## What you should do
Please write the data out once more, exactly as it is given.

## Material to process
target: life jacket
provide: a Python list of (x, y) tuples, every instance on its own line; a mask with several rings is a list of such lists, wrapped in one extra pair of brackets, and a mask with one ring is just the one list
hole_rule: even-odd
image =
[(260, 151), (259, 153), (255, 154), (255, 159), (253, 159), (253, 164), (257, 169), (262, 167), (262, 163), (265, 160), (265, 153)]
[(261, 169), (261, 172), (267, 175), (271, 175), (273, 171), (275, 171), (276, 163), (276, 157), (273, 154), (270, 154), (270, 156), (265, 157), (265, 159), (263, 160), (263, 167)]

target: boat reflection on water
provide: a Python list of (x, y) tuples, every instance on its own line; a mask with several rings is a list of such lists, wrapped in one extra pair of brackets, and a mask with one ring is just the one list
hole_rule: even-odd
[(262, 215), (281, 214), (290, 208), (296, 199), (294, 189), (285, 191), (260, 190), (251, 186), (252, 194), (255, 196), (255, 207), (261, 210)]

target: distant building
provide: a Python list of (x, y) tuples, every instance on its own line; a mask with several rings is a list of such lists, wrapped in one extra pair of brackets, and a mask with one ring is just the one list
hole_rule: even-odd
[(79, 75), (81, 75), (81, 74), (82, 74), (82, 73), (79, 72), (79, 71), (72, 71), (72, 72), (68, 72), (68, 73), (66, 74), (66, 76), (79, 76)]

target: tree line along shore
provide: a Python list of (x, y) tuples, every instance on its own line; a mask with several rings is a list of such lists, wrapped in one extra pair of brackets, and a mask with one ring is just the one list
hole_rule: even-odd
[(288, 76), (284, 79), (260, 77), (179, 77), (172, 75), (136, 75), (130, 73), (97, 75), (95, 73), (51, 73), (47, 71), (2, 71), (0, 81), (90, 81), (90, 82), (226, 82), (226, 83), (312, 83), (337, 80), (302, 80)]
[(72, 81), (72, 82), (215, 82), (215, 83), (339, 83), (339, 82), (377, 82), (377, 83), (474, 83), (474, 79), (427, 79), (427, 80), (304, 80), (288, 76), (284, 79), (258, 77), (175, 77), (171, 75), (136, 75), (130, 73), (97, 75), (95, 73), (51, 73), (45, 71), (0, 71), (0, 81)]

## Exercise result
target: life jacket
provide: a Python list of (x, y) tuples, every instance on its own line; a mask with several rings is a list of such lists, wrapped in one extra pair of brackets, and a mask with one ring is just the one list
hole_rule: even-odd
image =
[(260, 151), (259, 153), (255, 154), (255, 159), (253, 159), (253, 164), (257, 169), (262, 167), (262, 163), (265, 160), (265, 153)]
[(261, 169), (261, 172), (267, 175), (271, 175), (273, 171), (275, 171), (276, 163), (276, 157), (273, 154), (270, 154), (270, 156), (265, 157), (265, 159), (263, 160), (263, 167)]

target: boat reflection on water
provide: a Python list of (x, y) tuples, every instance on its own line; a mask with several rings is a list of such lists, wrapped in one extra pair of brackets, and a mask with one ring is just the one list
hole_rule: even-odd
[(262, 215), (281, 214), (290, 208), (296, 199), (294, 189), (285, 191), (260, 190), (251, 186), (252, 194), (255, 196), (255, 207), (261, 210)]

target: distant building
provide: a Python list of (x, y) tuples, every instance on its own line; a mask with several rings is a list of such lists, wrapped in one extra pair of brackets, and a mask with one ring is just the one list
hole_rule: even-odd
[(79, 75), (81, 75), (81, 74), (82, 74), (82, 73), (79, 72), (79, 71), (72, 71), (72, 72), (68, 72), (68, 73), (66, 74), (66, 76), (79, 76)]

target: tree line along shore
provide: a Python list of (x, y) tuples, every instance on its own line; a mask with several rings is a list of such lists, wrapped in one extra pair of brackets, and a mask with one ring is just the one list
hole_rule: even-odd
[(288, 76), (284, 79), (260, 77), (179, 77), (172, 75), (136, 75), (130, 73), (97, 75), (95, 73), (51, 73), (47, 71), (2, 71), (0, 81), (90, 81), (90, 82), (226, 82), (226, 83), (312, 83), (337, 80), (302, 80)]
[(72, 81), (72, 82), (215, 82), (215, 83), (339, 83), (339, 82), (377, 82), (377, 83), (474, 83), (474, 79), (427, 79), (427, 80), (304, 80), (288, 76), (284, 79), (258, 77), (175, 77), (171, 75), (136, 75), (130, 73), (97, 75), (95, 73), (51, 73), (45, 71), (0, 71), (0, 81)]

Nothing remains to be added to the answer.